◆ **Page extract**
It is a sun loving plant and grows well if it gets proper sunlight and day temperature is close to 30 degrees. The first harvest is obtained in 4-5 months. The flowering period begins from July and August-September is the peak period of flowering. “First day we get 1kg flowers, second day it increases to 1.5kgs and so on. In this way we may get 15kgs per 1.25acres every day,” explains Mr. Adappa. It takes one hour to harvest 10-15kg flowers.
Flowers are sold at nearby local flower market. “The price depends on Gadag market. At 10 o’clock, the tender opens and price is decided. The flowers are sold in the wholesale market and payment is credited in the bank accounts once in a week. Usually price drops in off season but it will be high from February till April, close to Rs. 60/kg. We pluck the flowers in the morning, pack in plastic packing and send the produce through bus. It reaches the market in 40 minutes,” says Mr. Adappa.

◆ **Raw data**
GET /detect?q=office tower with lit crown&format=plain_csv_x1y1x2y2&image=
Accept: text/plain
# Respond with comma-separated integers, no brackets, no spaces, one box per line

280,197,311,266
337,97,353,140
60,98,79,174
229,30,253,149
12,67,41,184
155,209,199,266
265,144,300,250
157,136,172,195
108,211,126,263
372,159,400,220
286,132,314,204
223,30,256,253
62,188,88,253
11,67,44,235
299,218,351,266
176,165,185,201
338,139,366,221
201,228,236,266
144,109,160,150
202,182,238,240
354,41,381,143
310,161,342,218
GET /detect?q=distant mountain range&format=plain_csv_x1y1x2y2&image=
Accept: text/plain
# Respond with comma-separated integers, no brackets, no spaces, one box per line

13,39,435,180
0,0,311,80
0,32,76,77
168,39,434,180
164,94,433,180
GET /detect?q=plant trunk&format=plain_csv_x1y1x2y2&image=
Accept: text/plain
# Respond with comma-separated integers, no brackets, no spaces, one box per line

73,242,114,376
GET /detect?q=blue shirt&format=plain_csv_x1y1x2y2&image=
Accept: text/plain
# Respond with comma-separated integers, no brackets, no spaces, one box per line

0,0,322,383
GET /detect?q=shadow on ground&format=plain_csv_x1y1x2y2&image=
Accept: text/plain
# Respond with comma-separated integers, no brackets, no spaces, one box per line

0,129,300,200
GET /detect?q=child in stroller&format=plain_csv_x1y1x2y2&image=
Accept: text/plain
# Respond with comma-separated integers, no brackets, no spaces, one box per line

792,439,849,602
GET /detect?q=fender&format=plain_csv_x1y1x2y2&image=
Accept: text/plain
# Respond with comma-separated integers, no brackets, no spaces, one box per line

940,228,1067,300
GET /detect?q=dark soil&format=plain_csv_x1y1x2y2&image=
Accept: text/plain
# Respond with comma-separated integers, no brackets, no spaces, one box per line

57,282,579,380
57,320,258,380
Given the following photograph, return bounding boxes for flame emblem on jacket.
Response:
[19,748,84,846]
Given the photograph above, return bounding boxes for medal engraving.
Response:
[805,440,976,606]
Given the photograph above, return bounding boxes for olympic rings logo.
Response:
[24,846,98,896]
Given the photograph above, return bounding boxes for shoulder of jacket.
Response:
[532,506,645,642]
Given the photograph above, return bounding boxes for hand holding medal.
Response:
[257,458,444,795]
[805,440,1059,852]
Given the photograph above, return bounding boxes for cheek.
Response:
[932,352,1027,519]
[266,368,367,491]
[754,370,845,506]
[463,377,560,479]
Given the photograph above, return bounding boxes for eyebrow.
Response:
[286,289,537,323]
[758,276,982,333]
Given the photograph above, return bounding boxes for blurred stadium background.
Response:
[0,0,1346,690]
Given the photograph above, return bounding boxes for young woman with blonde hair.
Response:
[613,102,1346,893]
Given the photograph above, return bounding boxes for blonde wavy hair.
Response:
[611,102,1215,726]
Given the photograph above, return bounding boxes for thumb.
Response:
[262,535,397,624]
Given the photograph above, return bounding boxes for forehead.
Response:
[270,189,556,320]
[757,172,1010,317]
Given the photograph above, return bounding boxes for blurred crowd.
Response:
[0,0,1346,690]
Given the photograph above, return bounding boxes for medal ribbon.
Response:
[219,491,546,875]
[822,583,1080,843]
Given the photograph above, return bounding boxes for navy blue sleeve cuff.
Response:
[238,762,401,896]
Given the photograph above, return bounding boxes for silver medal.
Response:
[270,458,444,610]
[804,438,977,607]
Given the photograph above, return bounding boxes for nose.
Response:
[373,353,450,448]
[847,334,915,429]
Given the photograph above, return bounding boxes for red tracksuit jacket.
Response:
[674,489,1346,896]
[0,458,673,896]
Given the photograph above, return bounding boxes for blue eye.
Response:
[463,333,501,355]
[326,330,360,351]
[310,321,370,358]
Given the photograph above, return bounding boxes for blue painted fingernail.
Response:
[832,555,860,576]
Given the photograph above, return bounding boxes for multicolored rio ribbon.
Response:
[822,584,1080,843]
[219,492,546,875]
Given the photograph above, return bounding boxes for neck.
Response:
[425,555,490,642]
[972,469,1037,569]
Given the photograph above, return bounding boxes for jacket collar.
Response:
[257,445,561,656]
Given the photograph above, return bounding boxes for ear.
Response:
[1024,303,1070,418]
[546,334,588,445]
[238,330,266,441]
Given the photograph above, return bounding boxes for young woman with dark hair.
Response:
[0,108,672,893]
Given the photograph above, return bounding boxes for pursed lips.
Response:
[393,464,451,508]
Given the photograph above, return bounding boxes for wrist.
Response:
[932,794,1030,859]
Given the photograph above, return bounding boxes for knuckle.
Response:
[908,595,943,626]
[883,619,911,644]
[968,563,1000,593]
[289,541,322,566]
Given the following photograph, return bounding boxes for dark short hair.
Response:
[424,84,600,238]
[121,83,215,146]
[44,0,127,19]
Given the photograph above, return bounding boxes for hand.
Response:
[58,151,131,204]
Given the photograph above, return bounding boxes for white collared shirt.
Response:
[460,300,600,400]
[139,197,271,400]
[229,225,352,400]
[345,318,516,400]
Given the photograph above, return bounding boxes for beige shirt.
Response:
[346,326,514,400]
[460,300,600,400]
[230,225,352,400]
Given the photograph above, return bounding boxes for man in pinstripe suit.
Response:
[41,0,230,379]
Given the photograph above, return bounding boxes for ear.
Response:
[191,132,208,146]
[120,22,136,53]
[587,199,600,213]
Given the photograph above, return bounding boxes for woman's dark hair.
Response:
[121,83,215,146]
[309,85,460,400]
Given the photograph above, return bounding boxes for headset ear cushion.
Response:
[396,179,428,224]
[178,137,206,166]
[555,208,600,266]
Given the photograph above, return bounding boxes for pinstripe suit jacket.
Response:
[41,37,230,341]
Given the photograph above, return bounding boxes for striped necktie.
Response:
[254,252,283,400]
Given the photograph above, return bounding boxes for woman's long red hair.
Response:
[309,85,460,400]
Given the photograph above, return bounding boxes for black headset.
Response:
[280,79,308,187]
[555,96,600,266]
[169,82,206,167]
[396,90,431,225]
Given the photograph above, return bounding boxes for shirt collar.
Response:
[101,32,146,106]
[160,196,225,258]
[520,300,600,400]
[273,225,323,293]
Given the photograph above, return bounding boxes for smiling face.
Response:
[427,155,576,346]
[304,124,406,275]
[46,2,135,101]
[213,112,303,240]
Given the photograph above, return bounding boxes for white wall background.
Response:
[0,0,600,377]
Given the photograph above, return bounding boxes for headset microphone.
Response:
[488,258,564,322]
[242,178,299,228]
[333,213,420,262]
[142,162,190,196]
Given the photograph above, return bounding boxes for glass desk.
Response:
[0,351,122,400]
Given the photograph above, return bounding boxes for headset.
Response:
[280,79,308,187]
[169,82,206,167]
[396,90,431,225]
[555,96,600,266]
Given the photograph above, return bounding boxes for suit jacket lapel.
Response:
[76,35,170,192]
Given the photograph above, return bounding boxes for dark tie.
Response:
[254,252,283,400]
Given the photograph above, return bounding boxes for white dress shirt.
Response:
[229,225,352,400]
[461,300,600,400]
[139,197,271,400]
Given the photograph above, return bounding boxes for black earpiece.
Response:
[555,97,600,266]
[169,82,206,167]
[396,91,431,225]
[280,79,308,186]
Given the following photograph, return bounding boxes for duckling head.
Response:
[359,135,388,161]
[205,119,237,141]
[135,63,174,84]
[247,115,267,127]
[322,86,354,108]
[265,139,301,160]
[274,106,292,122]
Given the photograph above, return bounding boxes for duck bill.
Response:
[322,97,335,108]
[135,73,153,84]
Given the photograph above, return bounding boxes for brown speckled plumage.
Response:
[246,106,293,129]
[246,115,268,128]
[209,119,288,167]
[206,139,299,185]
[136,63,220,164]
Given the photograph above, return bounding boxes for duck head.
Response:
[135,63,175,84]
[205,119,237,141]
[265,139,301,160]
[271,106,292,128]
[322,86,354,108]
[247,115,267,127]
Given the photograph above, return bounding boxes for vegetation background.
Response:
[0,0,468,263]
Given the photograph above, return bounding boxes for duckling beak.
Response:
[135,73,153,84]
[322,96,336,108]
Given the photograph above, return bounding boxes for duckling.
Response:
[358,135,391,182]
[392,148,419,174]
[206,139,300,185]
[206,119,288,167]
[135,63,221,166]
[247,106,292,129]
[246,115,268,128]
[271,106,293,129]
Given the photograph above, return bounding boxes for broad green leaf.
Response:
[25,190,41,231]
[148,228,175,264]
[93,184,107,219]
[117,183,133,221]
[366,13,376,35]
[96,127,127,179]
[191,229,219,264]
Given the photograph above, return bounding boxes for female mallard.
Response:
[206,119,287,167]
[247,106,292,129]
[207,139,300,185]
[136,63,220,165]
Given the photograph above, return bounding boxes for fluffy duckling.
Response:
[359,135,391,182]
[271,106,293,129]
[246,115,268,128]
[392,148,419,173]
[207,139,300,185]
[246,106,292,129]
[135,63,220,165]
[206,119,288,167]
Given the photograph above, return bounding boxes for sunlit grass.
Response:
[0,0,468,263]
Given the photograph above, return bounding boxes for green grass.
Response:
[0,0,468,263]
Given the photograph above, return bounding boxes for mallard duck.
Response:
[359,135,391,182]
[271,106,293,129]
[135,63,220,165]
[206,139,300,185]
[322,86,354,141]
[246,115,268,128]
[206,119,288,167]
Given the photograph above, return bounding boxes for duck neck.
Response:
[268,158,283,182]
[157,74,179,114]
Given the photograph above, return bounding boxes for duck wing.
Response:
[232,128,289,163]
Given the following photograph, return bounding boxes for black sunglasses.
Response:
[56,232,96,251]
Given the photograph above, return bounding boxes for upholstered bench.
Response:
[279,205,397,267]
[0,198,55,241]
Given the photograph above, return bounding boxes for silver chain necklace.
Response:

◆ **What you will do**
[1] Name every month of the year mentioned in the flower-farming passage.
[2] Pick up the flower-farming passage from its final sentence and continue writing it.

◆ **Expected outputs**
[1] July, August, September, February, April

[2]
Apart from selling rajanigandha flower, farmer can also earn from this flower plant by selling its spikes and bulbs. The spikes can be used as cattle fodder. Secondly after 2 years from transplantation the bulbs propagate naturally. “One bulb multiplies into 20-30 bulbs that can be sold to other farmers,” he shares.
Speaking of growing flowers in polyhouse, “It is true that we get good yield in polyhouse but in our village many farmers who got trained through government programs are cultivating flowers in polyhouse but not getting high yield,” he expresses his concern.
In future Mr. Adappa wants to cultivate rajanigandha in 3.5acres. He also wants to make garlands and sell in market to increase the profit margins. Lastly he plans to switch to organic farming for nurturing his fruit trees. “Even with less water I am getting good yield therefore I want to take care of the soil to maintain its fertility,” he signs out.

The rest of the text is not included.